** Do this **
Copy out the items below with every "whole pixels" changed to "integer pixels", leaving all other text the same.

** Records supplied **
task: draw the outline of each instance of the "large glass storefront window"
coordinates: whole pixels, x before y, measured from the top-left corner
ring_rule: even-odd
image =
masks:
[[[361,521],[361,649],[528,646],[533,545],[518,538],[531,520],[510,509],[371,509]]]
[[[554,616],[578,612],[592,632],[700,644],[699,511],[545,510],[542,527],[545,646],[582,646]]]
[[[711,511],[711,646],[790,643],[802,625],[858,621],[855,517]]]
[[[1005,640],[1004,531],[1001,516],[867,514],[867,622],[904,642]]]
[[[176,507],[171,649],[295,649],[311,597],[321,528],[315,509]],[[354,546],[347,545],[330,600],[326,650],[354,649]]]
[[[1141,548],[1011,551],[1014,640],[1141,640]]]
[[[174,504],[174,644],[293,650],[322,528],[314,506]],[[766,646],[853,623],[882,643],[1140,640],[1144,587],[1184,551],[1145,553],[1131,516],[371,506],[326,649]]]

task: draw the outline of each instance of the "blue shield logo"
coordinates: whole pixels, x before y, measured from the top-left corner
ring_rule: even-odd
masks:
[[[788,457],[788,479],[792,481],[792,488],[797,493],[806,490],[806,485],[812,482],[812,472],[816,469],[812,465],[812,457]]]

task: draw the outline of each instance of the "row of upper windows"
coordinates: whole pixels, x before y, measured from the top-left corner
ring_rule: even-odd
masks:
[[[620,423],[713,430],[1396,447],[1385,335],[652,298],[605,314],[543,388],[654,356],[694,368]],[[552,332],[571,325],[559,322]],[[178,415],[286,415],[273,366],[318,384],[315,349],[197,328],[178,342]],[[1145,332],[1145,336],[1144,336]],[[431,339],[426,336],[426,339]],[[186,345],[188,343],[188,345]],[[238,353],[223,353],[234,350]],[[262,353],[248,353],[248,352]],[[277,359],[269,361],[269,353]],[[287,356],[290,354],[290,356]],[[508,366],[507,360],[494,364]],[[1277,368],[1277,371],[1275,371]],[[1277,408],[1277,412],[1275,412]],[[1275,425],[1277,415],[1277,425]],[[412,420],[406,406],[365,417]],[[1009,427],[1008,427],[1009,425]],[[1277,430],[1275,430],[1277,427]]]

** The response **
task: draw the outline of each instance of the "large glass storefront window"
coordinates: integer pixels, x before y, measured from the top-left corner
ring_rule: even-odd
image =
masks:
[[[361,521],[361,649],[528,646],[533,545],[518,538],[531,520],[510,509],[371,509]]]
[[[554,616],[578,612],[592,632],[700,644],[699,511],[545,510],[542,527],[545,646],[582,646]]]
[[[711,511],[711,646],[790,643],[802,625],[858,621],[855,517]]]
[[[1005,640],[1004,531],[1001,516],[867,514],[867,622],[904,642]]]
[[[176,507],[171,649],[295,649],[311,597],[321,528],[315,509]],[[354,546],[347,545],[330,600],[326,650],[354,649]]]
[[[1141,548],[1011,551],[1014,640],[1141,640]]]
[[[174,504],[174,644],[293,650],[322,528],[314,506]],[[766,646],[853,623],[882,643],[1140,640],[1144,587],[1184,551],[1145,553],[1131,516],[371,506],[326,649]]]

task: draw the outline of each instance of the "blue shield logo"
coordinates: integer pixels, x before y, measured from the top-left corner
ring_rule: even-odd
masks:
[[[788,457],[788,479],[792,481],[792,488],[797,493],[806,490],[806,485],[812,482],[812,472],[816,469],[812,465],[812,457]]]

task: draw the outline of each instance of the "row of upper windows"
coordinates: integer pixels, x before y, measured from the top-left corner
ring_rule: even-odd
masks:
[[[620,423],[713,430],[1396,447],[1385,335],[652,298],[605,314],[543,388],[654,356],[694,368]],[[552,332],[571,325],[559,322]],[[178,415],[286,415],[273,366],[318,384],[315,349],[197,328],[178,342]],[[1145,332],[1145,336],[1144,336]],[[431,339],[426,336],[426,339]],[[186,345],[188,343],[188,345]],[[238,353],[223,353],[234,350]],[[262,353],[248,353],[248,352]],[[277,359],[269,361],[269,353]],[[287,356],[290,354],[290,356]],[[508,366],[507,360],[494,364]],[[1277,368],[1277,371],[1275,371]],[[1277,408],[1277,412],[1275,412]],[[1275,425],[1277,415],[1277,425]],[[412,420],[406,406],[365,417]],[[1009,427],[1008,427],[1009,425]],[[1277,430],[1275,430],[1277,427]]]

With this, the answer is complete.